Quoted text:
━━━━━━
Most of Labour's policy prescriptions followed from this analysis. The era of Keynesian demand management, linked to state direction of economic enterprise, was over. A different relationship of government to business had to be established, recognising the vital role of enterprise in wealth creation and the limits of state power. No country, however large and powerful, could control that marketplace: hence the "prawn cocktail offensive" that Labour launched in the mid-1990s to woo the City of London.

The expansion of the service economy went hand in hand with the shrinking of the working class, once the bastion of Labour support. Henceforth, to win elections, a left-of-centre party had to reach a much wider set of voters, including those who had never endorsed it in the past. Labour could no longer represent sectional class interests alone. In Tony Blair - not a Labour tribalist by any description - the party seemed to have found the perfect leader to help it further this aim.

Labour's policies evolved during its years in government. However, some core ideas remained the same. Economic prosperity, in a global­ised marketplace, had to take primacy as the precondition of effective social policy. An increasingly prosperous economy would generate the resources to fund public investment, dispensing with the need to raise taxes. Labour sought to break away from its previous predilection for tax-and-spend. "Prudence" was Gordon Brown's watchword as chancellor. Prudent economic management was essential if welfare spending was to rise and social justice to be enhanced.

Here, Labour had to struggle with the disastrous legacy of the Thatcher years. Inequality had increased more steeply in the UK during those years than in any industrial country except for New Zealand (which had also followed Thatcher-style policies). The welfare system was run-down, so investment in public services, coupled with reforms designed to make them more flexible and more responsive to the needs of their users, became a guiding principle. Labour was to be the party not of the big state, but of the intelligent state.

A further important strand of New Labour policy was its refusal to allow any issues to be "owned" by the right. The task, rather, was to provide left-of-centre solutions to them. This strategy became the focus of attacks by critics worried about its implications for civil liberties, but was vital to Labour's longevity in power. Social democrats fell from power in other countries because of their failure to do the same. In the past, the left had tried to explain away, rather than confront directly, questions having to do with crime, social disorder, migration and cultural identity - as if the concerns citizens had about such issues were misplaced or irrelevant. It was assumed, for example, that most crime resulted from inequality, and that once inequality was reduced, crime would inevitably decline. Without denying the connection, New Labour took a different view. Tony Blair's 1997 manifesto pledge "tough on crime and tough on the causes of crime" was not just a slogan; it was adopted as a principle of policy.

It might seem a long way from these concerns to New Labour's emphasis on the need for an activist foreign policy. But it is not. Because of globalisation, domestic and foreign policy now overlap each other far more than previously. Britain faces no visible threat of invasion, but must be prepared to assume an active role in the wider world. Interventionism becomes necessary doctrine when national sovereignty has lost much of its meaning and where there are universal humanitarian concerns that override local interests. Transnational terrorism, itself a creature of globalisation, is a threat far greater than the more localised forms of terrorism prevalent in the past.

How far did these strategies and policies bear fruit? Labour's record is distinctly patchy, but it would be hard to deny that it has had far more impact than did any of the other centre-left governments mentioned above. The UK enjoyed ten years of unbroken economic growth, not to be dismissed as simply based on a housing and credit bubble. That growth took place alongside the introduction of a national minimum wage. Large-scale investment was made in public services and significant reform was achieved in the areas of health and education.
━━━━━━
Shape boundary entries:
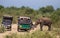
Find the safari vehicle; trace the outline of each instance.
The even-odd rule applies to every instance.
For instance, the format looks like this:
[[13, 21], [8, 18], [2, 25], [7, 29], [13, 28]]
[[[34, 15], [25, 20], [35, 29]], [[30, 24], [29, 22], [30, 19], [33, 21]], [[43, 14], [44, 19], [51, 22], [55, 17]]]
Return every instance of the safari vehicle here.
[[18, 31], [28, 31], [33, 26], [33, 23], [31, 21], [30, 17], [18, 17]]
[[5, 29], [11, 31], [12, 20], [13, 20], [12, 16], [4, 15], [2, 20], [2, 26], [4, 26]]

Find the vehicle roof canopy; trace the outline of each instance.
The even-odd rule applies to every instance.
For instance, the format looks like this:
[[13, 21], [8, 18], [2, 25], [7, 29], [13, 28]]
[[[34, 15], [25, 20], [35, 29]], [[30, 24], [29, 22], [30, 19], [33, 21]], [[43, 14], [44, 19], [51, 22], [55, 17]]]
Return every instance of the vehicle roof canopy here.
[[12, 16], [9, 16], [9, 15], [4, 15], [4, 16], [3, 16], [3, 19], [10, 19], [10, 20], [13, 20], [13, 17], [12, 17]]
[[20, 18], [27, 18], [27, 19], [30, 19], [30, 17], [26, 17], [26, 16], [20, 16], [19, 19], [20, 19]]

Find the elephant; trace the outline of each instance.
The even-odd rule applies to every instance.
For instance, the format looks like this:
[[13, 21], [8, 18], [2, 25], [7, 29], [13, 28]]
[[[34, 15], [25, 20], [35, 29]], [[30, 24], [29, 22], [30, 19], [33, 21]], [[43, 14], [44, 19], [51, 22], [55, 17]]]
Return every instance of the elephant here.
[[50, 18], [48, 17], [42, 17], [42, 18], [39, 18], [36, 20], [35, 22], [35, 27], [40, 24], [40, 29], [41, 31], [43, 30], [42, 27], [45, 25], [45, 26], [48, 26], [48, 30], [50, 31], [51, 30], [51, 24], [52, 24], [52, 21]]

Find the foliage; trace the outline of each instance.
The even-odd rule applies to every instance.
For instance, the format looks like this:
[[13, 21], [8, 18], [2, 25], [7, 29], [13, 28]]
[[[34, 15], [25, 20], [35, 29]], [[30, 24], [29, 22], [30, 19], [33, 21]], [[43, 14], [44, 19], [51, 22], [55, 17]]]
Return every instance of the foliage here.
[[46, 7], [41, 7], [38, 10], [34, 10], [29, 7], [6, 7], [0, 5], [0, 22], [2, 21], [2, 16], [3, 15], [11, 15], [14, 17], [13, 23], [17, 23], [17, 17], [18, 16], [29, 16], [32, 18], [32, 21], [37, 20], [41, 16], [47, 16], [52, 19], [53, 26], [55, 27], [60, 27], [60, 8], [57, 8], [56, 10], [54, 9], [53, 6], [49, 5]]

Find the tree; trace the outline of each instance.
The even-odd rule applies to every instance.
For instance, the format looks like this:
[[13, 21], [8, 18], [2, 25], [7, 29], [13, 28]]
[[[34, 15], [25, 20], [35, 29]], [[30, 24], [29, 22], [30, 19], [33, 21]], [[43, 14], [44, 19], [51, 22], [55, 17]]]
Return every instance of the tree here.
[[0, 9], [4, 8], [4, 6], [0, 5]]
[[54, 8], [53, 6], [46, 6], [46, 12], [53, 12], [54, 11]]
[[42, 11], [43, 13], [53, 12], [54, 8], [53, 8], [53, 6], [46, 6], [46, 7], [40, 8], [39, 11]]

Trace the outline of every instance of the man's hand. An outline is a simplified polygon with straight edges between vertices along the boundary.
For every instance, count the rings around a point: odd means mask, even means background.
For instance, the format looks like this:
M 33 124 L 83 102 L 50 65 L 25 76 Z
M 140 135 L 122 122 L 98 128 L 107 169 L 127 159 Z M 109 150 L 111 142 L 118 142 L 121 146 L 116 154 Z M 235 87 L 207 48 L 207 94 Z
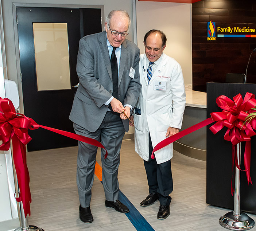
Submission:
M 130 117 L 130 111 L 131 111 L 131 108 L 130 108 L 130 107 L 125 106 L 124 107 L 124 113 L 126 114 L 126 115 L 127 116 L 128 118 Z M 123 111 L 122 111 L 122 112 L 123 112 Z M 124 115 L 124 114 L 123 113 L 121 113 L 121 114 L 120 114 L 120 118 L 122 119 L 122 120 L 127 119 L 126 117 Z
M 130 117 L 130 120 L 131 120 L 131 121 L 134 124 L 134 120 L 133 120 L 133 118 L 134 116 L 131 116 Z M 129 121 L 129 125 L 130 126 L 131 126 L 132 127 L 134 127 L 134 126 L 133 126 L 133 125 Z
M 167 129 L 167 132 L 165 136 L 168 137 L 170 136 L 172 136 L 172 135 L 176 134 L 178 132 L 179 132 L 179 129 L 178 128 L 169 127 L 168 129 Z
M 111 105 L 113 111 L 115 112 L 122 113 L 123 111 L 124 110 L 124 106 L 123 106 L 122 103 L 116 98 L 113 98 L 112 99 L 112 100 L 110 102 L 110 104 Z M 129 107 L 129 108 L 130 108 Z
━━━━━━
What to do:
1. According to the passage on New Labour, what was Gordon Brown's watchword as chancellor?
2. Pick up the passage on New Labour after its final sentence and carry it forward.
This material is separate from the passage on New Labour.

Response list:
1. His watchword was "prudence."

2.
Wage and income inequality was contained, though not significantly reduced. The position of the poor, however, improved substantially. Targets to reduce child poverty were not met, but before the recession 600,000 children were raised out of relative poverty; measured against an absolute standard, the number is about twice that figure.

The New Deal, Sure Start and tax credit policies have all had their difficulties, but have mostly proved their worth. Even the much-derided PFI has worked, at least when measured against public procurement. Devolution of power to Scotland and Wales has largely been successful, and what looks like a lasting peace has been achieved in Northern Ireland. Crime rates have come down substantially in the UK as a whole, and Britain has made a more fruitful adaptation to increasing cultural diversity than most other European countries.

From a party so often seen as illiberal and authoritarian, there were substantial achievements in the opposite direction. Labour signed up to the EU Social Chapter, together with the European Convention on Human Rights, introduced a Freedom of Information Act and endorsed civil partnerships for same-sex couples. Britain is a more liberal and tolerant society than it was, and Labour's policies played a part in this change. In foreign policy, overseas aid was increased well beyond anything preceding Tory governments had managed.

The military interventions in Bosnia, Kosovo - where Blair played a crucial role in persuading the Americans to contemplate deploying ground forces - and Sierra Leone were widely regarded as successes. If only he had stopped there! Nothing corroded Blair's re­putation more than his ill-starred decision to become George Bush's main partner in the invasion of Iraq.

Other far-reaching mistakes were made. The experiment with spin and media management during Labour's early years in power backfired and helped to create the impression that New Labour was about presentation rather than policy. Blair did not succeed in integrating Britain more closely into the EU, and some of his closest relationships with other European leaders - notably with the Italian premier, Silvio Berlusconi - were puzzling.

It was right to argue that Labour should become more business-friendly, and it was also right to recognise the importance of the City to the British economy. But it was a fundamental error to allow the prawn cocktail offensive to evolve into fawning dependence, with the result that the UK was transformed into a kind of gigantic tax haven. The idea that Labour should be "intensely relaxed about people getting filthy rich" not only exacerbated inequalities, but also helped to create a culture of irresponsibility. Bosses protected themselves from the risks they asked their employees to bear.

I don't accept the simplistic idea that New Labour was just a continuation of Thatcherism. Labour's policies involved extensive government intervention in economic life, although mainly on the supply side. And there was a genuine preoccupation with increasing social justice - a notion alien to Margaret Thatcher, Keith Joseph and their guru Milton Friedman. Yet Blair and Brown should have made it much clearer than they did that recognising the virtues of markets is quite different from prostrating oneself before them. Market fundamentalism should have been more explicitly criticised and its limitations exposed. As for proportional representation and wider constitutional reform - surely Labour should have endorsed these as a matter of principle, not as a result of political expediency?

The other parties have had to respond to the agenda that New Labour set. The Tories now endorse gay rights, accept the necessity of reducing poverty, support the Climate Change and Energy Acts that Labour introduced, and will continue most of the labour-market reforms that were made. In propagating the idea of the "big society", the Conservatives are drawing upon the same communitarian traditions that Tony Blair also endorsed. Naturally, they may retreat from these emphases, but at the moment they look genuine.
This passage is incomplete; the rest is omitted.